## Verilen metin
++++++

KÜLTÜR SANAT - 13 Ekim 2025 Pazartesi 10:58

Litvanyalı turistler tarihi köye hayran kaldı

A
A
A
Litvanyalı turistler tarihi köye hayran kaldı

Antalya’nın Akseki ilçesine bağlı tarihi Sarıhacılar köyü, İpek Yolu üzerinde düzenlenen kültür ve doğa yürüyüşleriyle yabancı turistlerin ilgisini çekmeye devam ediyor.


Antalya’nın Akseki ilçesine bağlı tarihi Sarıhacılar köyü, Litvanya’dan gelen turist kafilelerinin yeni gözdesi oldu. Turizm firmaları tarafından düzenlenen kültür turları kapsamında köyü ziyaret eden Litvanyalı turistler, tarihi camiyi, düğmeli evleri ve İpek Yolu güzergâhını gezerek geçmişle iç içe bir gün geçirdi.


Köyün taş ve ahşaptan yapılmış düğmeli evleri ile yüzlerce yıllık geçmişe sahip camisini hayranlıkla gezen Litvanyalı turistler, rehberlerden köyün tarihi ve mimari özellikleri hakkında bilgi aldı. Ziyaretçiler, özellikle Osmanlı döneminden günümüze ulaşan evlerin dokusunu korumasına ve İpek Yolu üzerindeki eski ticaret kültürüne büyük ilgi gösterdi.


Sarıhacılar halkı ise Litvanyalı misafirlere yöresel ürünlerden oluşan köy kahvaltısı ikram ederek sürpriz yaptı. Gözleme, pekmez, reçel, keçi peyniri ve doğal baldan oluşan kahvaltı, turistlerden tam not aldı. Turistlerin her birine yörenin ada çayı hediye edildi.

++++++

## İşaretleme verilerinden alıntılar
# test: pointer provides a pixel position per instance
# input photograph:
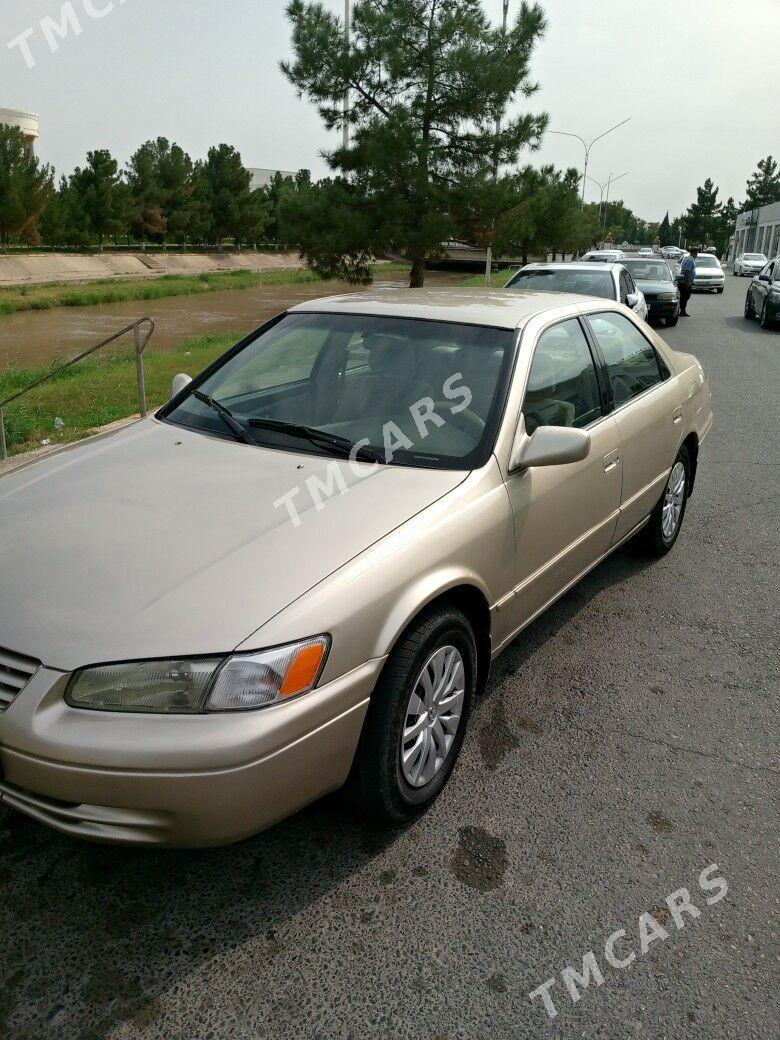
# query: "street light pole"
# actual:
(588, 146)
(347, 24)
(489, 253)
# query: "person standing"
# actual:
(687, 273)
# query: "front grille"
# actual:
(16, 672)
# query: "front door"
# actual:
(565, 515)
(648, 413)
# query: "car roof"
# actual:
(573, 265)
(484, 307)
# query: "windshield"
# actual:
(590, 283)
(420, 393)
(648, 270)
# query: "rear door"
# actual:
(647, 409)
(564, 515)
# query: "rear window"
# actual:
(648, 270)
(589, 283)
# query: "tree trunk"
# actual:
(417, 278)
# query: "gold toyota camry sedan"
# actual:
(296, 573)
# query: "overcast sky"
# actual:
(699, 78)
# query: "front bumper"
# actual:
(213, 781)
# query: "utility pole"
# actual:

++++++

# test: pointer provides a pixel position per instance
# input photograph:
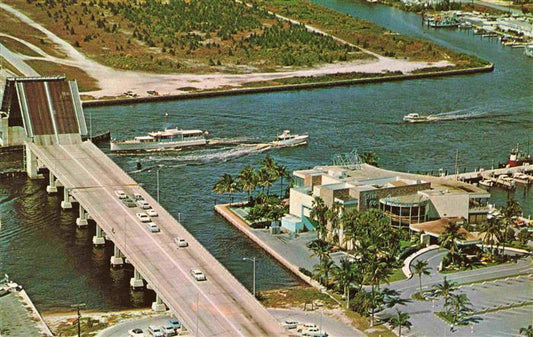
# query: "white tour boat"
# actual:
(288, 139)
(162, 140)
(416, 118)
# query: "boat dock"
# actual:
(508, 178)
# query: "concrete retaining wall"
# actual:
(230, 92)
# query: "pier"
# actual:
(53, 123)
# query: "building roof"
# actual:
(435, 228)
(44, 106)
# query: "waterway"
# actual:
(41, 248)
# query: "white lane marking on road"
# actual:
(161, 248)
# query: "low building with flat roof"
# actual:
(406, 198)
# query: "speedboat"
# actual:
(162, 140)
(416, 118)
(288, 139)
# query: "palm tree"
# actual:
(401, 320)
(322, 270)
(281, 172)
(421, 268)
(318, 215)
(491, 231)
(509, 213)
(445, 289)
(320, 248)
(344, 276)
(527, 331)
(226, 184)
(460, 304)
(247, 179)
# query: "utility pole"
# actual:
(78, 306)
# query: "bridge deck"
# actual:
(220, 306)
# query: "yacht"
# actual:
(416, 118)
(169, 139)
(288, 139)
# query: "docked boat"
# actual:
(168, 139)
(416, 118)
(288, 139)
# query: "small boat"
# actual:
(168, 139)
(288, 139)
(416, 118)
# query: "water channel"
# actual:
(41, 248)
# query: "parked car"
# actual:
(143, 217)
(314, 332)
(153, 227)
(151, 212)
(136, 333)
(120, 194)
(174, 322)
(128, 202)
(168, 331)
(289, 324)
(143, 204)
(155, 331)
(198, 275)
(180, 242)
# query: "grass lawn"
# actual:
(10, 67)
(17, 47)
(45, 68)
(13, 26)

++++++

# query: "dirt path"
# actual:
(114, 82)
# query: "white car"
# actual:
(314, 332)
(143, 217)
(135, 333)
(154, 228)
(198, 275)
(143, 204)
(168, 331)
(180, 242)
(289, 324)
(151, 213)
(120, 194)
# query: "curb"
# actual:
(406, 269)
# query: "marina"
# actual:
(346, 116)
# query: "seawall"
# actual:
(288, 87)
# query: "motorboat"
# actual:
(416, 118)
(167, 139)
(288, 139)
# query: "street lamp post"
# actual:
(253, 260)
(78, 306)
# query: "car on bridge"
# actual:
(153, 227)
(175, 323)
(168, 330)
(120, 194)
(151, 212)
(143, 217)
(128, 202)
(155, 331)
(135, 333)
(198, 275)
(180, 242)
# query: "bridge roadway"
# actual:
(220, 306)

++++++

## İstenen
Sarıhacılar köyü haberinde turistlere ikram edilen köy kahvaltısını oluşturan yiyeceklerin tümünü sıralayın. Kayıtlar başka bir kaynaktan alınmıştır.

## Beklenen yanıt
Gözleme, pekmez, reçel, keçi peyniri ve doğal bal.